你的任务:
请接续下面这篇论述敦煌莫高窟与龙门石窟造像思想的文章,从它最后一句之后往下写。

所给文章:
※ ※ ※

久野美樹 賀小萍
內容摘要:本文探討敦煌莫高窟與龍門石窟造像的思想背景,列舉了基于“一即多,多即一”法則的“諸佛”概念、“本跡思想”作用的事實。盡管初唐莫高窟出現了大幅式的阿彌陀凈土變,但正壁多為釋迦系造像,信仰中心仍然以法身與釋迦為主。初盛唐時期莫高窟與龍門石窟的造像主題、形式迥然不同,是由于兩處石窟的功能、作用異同所致。
關鍵詞:敦煌莫高窟;龍門石窟;隋唐時期;造像思想
中圖分類號:G879.41 文獻標識碼:A 文章編號:1000-4106(2012)05-0001-08
研究石窟藝術時,對所表現的圖像、主題一一作比較、考證固然很重要,但偶爾體驗一下“中國造型思想的背景、思想的潛在趨勢”或“每個石窟的作用、功能”,以俯瞰之目光觀察石窟藝術也極其重要。
本稿首先從“造型思想背景”、“造型形式”上,對敦煌莫高窟北朝到隋唐時期石窟中所見的“傳統”以及初唐時期窟中表現的“革新”作一考慮。
另外,位于洛陽郊外的龍門石窟也有許多初唐的造像,但是,其主題與同時期的敦煌莫高窟迥然不同。因此,將在問題二中,對這種現象出現的原因試作分析。
一
雖然在莫高窟現存最早的5世紀圖像中可看到本生圖、因緣圖這種小乘佛教的傾向,但正如北魏窟中基于《法華經·見寶塔品》表現二佛并坐像那樣,初期洞窟已經出現了大乘佛教。
大乘佛教中的關鍵概念可舉“諸佛”、“十方諸佛”[1]。佛教本來講“一世界,一佛論”,一個世界只出現一個佛,可是,大乘佛教認為這個世界并非唯一的世界,另外還有世界,同時誕生了復數佛俱立的“多佛思想”、“他方佛的想法”[2,3]。有關北朝時期莫高窟所造的許多千佛、十方諸佛,賀世哲先生等已有詳細研究[2][4-6],賀世哲先生認為,造千佛的目的是修行者為了坐禪觀佛,一般信徒為了祈禱消災滅難,來世往生佛國凈土[2]139。另外,吉藏(549—623)撰《觀無量壽經義疏》中對三世佛與十方佛的關系作了明確闡述:(文中劃橫線處為重點)①“如來出世,欲使眾生同悟一道,但眾生根性非一。故有教門殊致。”“《無量觀》辨十方佛化、《彌勒經》明三世佛化。十方佛化即是橫化,三世佛化即是豎化。”又,中國南北朝造像記中有許多值得注意的現象,有“凈土,生于天,遇諸佛,信奉諸佛”的愿文[7]。

※ ※ ※

提取的条目:
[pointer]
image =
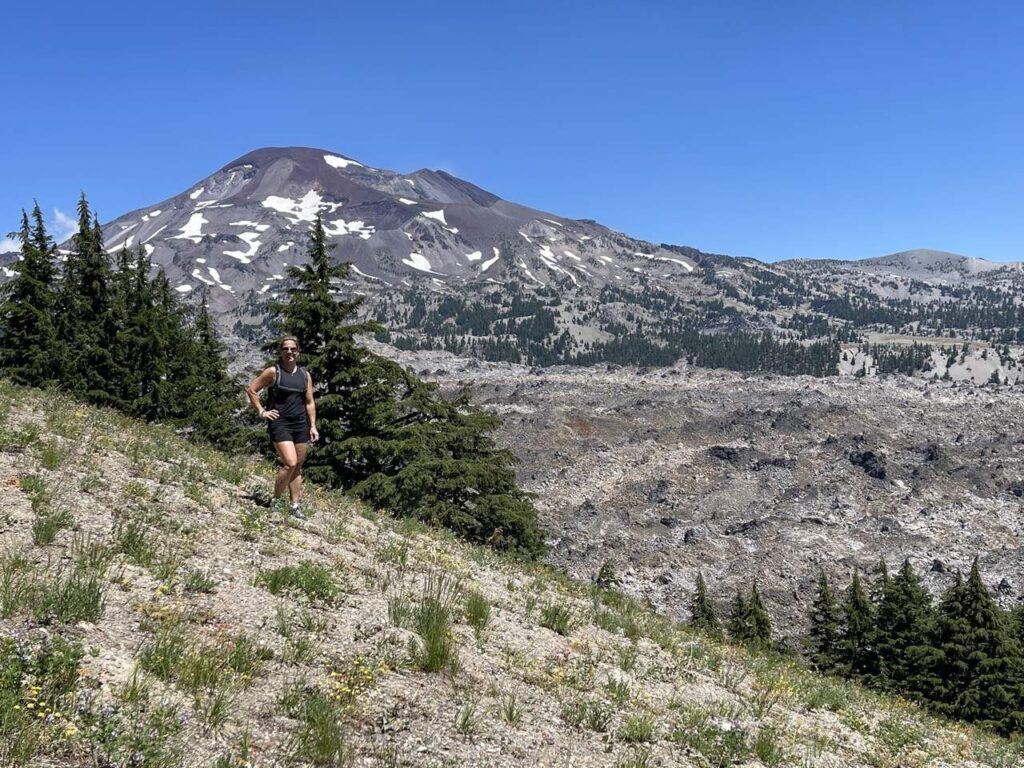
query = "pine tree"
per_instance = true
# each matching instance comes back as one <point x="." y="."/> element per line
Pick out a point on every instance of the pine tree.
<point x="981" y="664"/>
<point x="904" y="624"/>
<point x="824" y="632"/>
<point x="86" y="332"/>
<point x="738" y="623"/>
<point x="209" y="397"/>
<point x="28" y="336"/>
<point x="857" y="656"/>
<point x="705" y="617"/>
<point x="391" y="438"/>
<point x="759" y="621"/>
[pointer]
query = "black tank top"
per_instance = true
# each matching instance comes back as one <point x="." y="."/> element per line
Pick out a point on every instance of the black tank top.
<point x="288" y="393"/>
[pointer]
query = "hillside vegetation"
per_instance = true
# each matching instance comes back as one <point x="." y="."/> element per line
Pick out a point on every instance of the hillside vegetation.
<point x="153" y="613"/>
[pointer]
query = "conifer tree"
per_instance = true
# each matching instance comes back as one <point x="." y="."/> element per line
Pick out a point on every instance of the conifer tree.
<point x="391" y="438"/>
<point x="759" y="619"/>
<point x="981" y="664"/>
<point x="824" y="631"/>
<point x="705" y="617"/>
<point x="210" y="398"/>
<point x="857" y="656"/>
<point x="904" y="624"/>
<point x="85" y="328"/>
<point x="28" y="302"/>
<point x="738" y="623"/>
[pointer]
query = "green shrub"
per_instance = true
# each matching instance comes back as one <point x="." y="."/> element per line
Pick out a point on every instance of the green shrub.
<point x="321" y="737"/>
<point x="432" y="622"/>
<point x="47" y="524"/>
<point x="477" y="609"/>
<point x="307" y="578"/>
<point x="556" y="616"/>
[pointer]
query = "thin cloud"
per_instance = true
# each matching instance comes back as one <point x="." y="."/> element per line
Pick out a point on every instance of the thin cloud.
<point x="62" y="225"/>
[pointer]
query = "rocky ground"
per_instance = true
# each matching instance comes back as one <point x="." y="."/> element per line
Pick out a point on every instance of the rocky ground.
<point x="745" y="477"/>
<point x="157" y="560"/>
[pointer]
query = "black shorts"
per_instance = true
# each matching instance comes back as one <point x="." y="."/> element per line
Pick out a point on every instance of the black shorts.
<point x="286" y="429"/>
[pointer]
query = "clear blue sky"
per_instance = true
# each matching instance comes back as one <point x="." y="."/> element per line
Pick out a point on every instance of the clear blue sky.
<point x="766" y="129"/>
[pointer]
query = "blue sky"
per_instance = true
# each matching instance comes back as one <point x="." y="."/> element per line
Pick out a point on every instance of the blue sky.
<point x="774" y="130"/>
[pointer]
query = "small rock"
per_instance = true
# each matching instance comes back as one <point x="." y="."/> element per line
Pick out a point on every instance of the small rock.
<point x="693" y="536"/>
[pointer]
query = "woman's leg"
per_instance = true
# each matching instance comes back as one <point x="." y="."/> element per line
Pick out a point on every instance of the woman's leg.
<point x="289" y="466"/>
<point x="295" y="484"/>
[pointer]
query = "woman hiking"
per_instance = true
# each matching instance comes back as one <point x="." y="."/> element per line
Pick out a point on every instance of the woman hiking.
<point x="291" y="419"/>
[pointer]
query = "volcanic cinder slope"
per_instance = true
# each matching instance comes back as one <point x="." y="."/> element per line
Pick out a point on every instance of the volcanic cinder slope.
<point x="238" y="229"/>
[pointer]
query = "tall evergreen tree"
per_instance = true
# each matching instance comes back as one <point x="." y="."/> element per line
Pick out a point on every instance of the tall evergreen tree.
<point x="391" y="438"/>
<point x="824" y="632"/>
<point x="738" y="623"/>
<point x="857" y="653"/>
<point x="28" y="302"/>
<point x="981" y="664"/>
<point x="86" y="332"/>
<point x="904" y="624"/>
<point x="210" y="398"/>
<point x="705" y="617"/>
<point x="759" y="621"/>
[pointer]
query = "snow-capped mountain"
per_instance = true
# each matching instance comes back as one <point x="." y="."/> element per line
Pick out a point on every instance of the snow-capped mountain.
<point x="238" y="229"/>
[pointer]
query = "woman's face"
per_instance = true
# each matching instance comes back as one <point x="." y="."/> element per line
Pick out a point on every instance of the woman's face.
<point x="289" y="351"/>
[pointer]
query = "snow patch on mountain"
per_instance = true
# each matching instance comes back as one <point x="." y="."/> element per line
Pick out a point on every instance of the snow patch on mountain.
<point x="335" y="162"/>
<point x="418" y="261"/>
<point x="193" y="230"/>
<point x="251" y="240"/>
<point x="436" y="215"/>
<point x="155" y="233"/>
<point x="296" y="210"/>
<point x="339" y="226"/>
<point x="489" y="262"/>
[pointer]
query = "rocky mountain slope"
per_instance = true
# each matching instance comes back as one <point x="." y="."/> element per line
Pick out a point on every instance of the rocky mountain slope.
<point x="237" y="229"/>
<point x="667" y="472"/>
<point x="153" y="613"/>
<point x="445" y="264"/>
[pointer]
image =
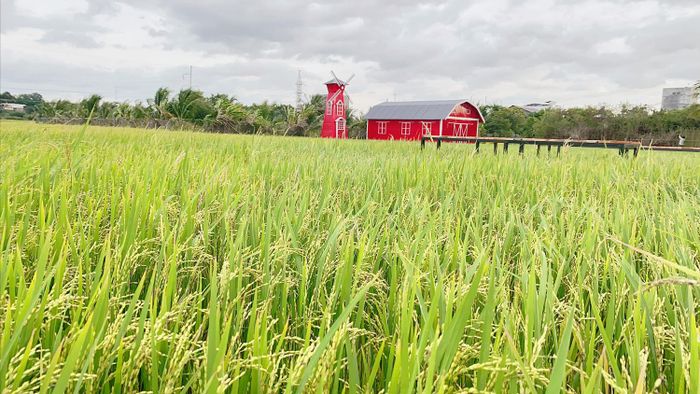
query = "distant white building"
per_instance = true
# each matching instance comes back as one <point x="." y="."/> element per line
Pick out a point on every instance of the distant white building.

※ ※ ※

练习结果:
在南北朝佛教信徒心中“諸佛”存在的基礎,是整個大乘佛教以《華嚴經》為中心講的“一即多,多即一”之義理②。正如前述吉藏所言,稱作千佛、十方諸佛的“諸佛造型”中包含著一佛與千佛同悟的內容。例如,《法華經·方便品》中強調,世尊說法與諸佛說法完全屬相同內容等,也是以上“一即多,多即一”義理的表現[8]。首先必須依此義理為信念觀察千佛、諸佛的造型。大乘佛教的造型,無論哪個造型思想背景都有“一即多,多即一”的義理,當然莫高窟南北朝至隋唐造型的思想中也潛在著這種傳統。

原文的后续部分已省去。